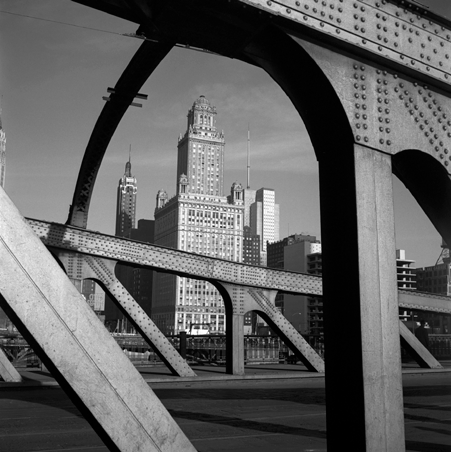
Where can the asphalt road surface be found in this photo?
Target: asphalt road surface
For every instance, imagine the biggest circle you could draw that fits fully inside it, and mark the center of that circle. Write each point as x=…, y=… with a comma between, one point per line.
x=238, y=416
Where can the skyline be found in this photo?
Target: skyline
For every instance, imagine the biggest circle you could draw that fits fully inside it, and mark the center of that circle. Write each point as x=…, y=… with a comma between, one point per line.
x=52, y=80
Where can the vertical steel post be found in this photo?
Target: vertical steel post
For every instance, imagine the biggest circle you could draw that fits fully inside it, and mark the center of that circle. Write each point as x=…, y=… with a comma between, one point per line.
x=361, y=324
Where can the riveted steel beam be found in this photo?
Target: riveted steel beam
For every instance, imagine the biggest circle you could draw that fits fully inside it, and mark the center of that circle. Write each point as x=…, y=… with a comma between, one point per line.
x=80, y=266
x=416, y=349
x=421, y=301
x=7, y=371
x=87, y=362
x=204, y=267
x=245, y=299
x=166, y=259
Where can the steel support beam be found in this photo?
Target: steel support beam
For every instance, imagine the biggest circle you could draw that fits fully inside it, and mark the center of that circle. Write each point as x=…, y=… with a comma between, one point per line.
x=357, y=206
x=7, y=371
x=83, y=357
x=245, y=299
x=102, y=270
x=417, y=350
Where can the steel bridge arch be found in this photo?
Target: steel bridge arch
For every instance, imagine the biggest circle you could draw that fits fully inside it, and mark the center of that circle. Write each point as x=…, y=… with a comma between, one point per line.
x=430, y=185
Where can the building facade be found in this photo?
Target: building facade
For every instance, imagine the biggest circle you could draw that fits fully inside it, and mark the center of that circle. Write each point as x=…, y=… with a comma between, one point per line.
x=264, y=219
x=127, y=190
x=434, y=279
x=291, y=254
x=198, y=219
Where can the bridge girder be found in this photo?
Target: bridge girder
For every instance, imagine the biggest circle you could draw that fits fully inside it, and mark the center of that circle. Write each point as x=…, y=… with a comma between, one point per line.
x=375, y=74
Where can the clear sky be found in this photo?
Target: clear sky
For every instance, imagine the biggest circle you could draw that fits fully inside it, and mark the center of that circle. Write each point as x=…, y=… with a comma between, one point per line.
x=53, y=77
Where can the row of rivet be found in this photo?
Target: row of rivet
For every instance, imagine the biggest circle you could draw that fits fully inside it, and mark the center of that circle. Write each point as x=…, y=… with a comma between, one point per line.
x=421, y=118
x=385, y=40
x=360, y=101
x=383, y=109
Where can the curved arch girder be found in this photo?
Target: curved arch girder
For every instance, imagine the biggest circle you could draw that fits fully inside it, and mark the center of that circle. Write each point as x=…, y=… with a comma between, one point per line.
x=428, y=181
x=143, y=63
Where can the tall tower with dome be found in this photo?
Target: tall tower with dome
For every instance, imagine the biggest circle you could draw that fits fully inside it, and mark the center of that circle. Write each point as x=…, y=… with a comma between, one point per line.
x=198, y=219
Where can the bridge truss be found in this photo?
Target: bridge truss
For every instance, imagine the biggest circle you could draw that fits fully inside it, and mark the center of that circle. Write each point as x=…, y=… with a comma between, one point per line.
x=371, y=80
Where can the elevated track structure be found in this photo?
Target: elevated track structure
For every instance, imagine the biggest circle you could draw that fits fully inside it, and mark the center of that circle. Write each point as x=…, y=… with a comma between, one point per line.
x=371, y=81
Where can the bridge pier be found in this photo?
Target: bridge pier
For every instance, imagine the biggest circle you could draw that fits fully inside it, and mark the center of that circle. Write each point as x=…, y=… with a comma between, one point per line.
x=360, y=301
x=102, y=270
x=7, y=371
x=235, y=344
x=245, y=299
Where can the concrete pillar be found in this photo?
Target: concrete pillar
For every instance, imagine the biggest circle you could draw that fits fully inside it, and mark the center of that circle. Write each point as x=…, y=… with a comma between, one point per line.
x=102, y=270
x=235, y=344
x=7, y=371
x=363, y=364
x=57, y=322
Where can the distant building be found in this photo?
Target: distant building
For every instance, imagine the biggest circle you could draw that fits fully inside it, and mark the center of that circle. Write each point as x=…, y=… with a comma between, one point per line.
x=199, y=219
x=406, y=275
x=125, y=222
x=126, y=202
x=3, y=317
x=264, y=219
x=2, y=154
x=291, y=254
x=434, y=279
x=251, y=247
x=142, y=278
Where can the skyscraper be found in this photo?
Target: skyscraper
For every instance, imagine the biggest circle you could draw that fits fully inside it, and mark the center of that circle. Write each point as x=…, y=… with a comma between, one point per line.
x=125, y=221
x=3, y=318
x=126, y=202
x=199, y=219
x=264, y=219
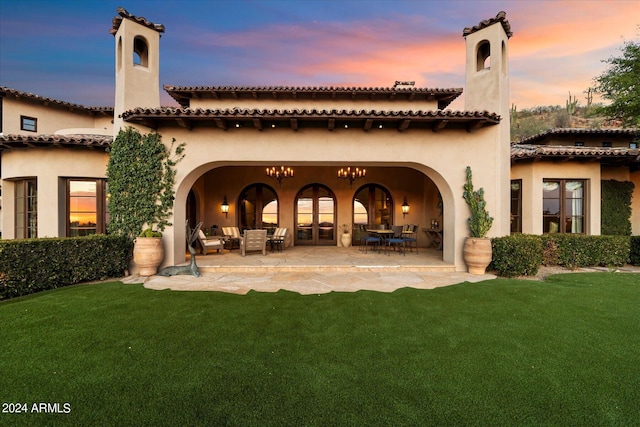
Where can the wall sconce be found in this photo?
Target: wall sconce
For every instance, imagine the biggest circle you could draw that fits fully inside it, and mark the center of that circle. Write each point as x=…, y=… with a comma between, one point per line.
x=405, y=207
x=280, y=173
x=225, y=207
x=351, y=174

■ YOUR ASSIGNMENT
When pictures appear in the records above, leave them out and reproduce exactly each line from the first through the line containing "Target: riveted steel beam", both included.

■ EXERCISE RESULT
Where can the asphalt road surface be found in this photo?
Target: asphalt road surface
For every instance, imagine the biggest circle you could draw that fits fully inside it, and mark the center of that circle. Write each point as x=…, y=… with a comma between, one point per line.
x=238, y=416
Where can the skyline be found in this photo?
Target: skyline
For every instance, imagine the biggest circle you could draw that fits fully inside it, and mark the center of that circle. Write each point as x=…, y=… with a comma between, one point per line.
x=52, y=80
Where can the vertical steel post be found in this photo?
Target: vertical steel post
For every instance, imagine the biggest circle you could draw that fits fully inside it, and mark the center of that circle. Write each point as x=…, y=… with a comma between, one point per line.
x=361, y=324
Where can the riveted steel beam be found in this photo?
Target: riveted steel beam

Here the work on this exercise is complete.